The rubber tree, or Ficus elastica, is a popular decorative household plant. It’s hardy and grows well indoors thanks to a number of features:
- Low light tolerance
- Limited water needs
- Can deal with neglect
- Needs minimal maintenance
- Relatively temperature resistant
Rubber trees can grow to be up to 50′ feet tall, though pot size may limit its growth. The plant’s main identifying feature is its waxy, broad, dark-green leaves.
The popular rubber plant has many parents and pet owners wondering. Are rubber plants poisonous?
Are Rubber Tree Plants Poisonous or Toxic?
Yes, rubber tree plants are toxic along with its cousin Ficus Benjamina.
The plant is dangerous not only to cats and dogs but also to humans and horses if consumed. It’s also irritating to the touch.
In general, rubber trees aren’t toxic enough to be fatal, especially in small doses.
According to the University of California Davis, the Indian rubber plant is in the Level Toxicity Class 4.
Plants in this classification typically cause only minor irritation. While poisonous, the rubber tree is one of the least dangerous toxic houseplants.
What Plant Parts Of Rubber Plant Are Poisonous or Toxic?
The rubber tree gets its name from its sap, which contains a compound called caoutchouc. It’s what gives rubber its elasticity.

§ **Study questions**:
1 – In the text on rubber tree plants, which toxicity class does the University of California Davis assign to the Indian rubber plant?
2 – Go on with the text on rubber tree plants, starting after its final sentence.
The entries placed after the text on rubber tree plants are separate material and have no connection to it.

§ **Data shown**:
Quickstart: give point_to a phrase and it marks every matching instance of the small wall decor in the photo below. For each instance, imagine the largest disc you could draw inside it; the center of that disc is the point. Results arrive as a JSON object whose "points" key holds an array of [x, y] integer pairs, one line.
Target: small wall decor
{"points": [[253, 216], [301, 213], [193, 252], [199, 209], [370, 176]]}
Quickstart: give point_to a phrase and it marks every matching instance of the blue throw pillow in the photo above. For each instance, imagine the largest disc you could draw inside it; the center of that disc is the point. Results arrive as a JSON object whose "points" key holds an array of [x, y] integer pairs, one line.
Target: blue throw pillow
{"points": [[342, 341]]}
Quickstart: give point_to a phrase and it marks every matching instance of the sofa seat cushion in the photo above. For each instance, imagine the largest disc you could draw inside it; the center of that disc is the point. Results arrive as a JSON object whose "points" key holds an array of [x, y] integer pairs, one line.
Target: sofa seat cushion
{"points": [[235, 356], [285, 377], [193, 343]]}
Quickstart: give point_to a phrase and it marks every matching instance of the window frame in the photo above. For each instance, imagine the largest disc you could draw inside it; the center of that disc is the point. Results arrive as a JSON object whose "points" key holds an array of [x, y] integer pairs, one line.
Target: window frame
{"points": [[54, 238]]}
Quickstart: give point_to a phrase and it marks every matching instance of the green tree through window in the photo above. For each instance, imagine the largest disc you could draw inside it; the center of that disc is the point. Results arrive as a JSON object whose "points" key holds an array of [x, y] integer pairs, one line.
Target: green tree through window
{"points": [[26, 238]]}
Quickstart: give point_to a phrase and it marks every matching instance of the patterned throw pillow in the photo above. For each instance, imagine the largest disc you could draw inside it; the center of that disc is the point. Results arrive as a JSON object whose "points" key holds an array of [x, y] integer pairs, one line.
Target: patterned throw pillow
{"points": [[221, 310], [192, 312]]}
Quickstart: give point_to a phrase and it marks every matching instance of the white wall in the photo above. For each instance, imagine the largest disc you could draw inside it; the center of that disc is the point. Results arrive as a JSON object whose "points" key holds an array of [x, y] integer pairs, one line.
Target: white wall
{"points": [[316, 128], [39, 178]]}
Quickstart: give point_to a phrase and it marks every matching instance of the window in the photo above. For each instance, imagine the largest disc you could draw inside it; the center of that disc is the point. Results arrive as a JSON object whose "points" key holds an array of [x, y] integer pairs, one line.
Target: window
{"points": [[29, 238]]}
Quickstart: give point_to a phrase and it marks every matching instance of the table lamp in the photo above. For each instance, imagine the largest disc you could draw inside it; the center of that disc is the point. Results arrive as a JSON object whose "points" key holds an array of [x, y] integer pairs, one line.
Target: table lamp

§ **Answers to each task**:
1 – The Level Toxicity Class 4.

2 –
While it has many uses, caoutchouc can also irritate the eyes and mucous membranes. If eaten, it will cause more severe symptoms.
Because rubber trees are toxic, you may want to keep them out of reach of children and pets.
To prevent any accidents, if the plant is accessible, make sure to keep an eye on it when kids or animals are in the room.
What Are The Symptoms Of Rubber Plant Poisoning?
Most incidents of Ficus poisoning involve mild to acute skin dermatitis. The sap can irritate the skin, causing discomfort, rashes, and even blistering.
If it gets around the mouth, nose, or eyes, it can cause severe burning.
Signs of poisoning from ingesting the rubber plant sap include:
- Lack of coordination
The severity of the case often depends on how much of the plant was eaten, especially for smaller animals.
Most often, cases of rubber tree poisonings don’t result in fatality for people or pets.
How To Protect Yourself While Handling Ficus Elastica
It’s best to avoid direct contact with rubber tree sap when handling the plant.
If you cut branches or propagate the plant, wear protective latex gloves to prevent the sap causing skin irritation.
If you, your child, or pet comes into contact with rubber plant sap, rinse the area with gentle soap and cold water for relief.
If sap has gotten into anyone’s eyes, gently flush the area with water for about ten to fifteen minutes.
Most of the time, washing the area will relieve any discomfort.
But, if you see rashes or blisters developing, seek medical attention as soon as possible.
If you ingest any rubber tree sap, you’ll most likely suffer little more than digestive distress for a day or two.
If a pet or small child ingests parts of the rubber tree, they may have a more severe reaction due to their smaller size.
If you suspect your pet or child has ingested any sap, call your nearest Poison Control Center immediately.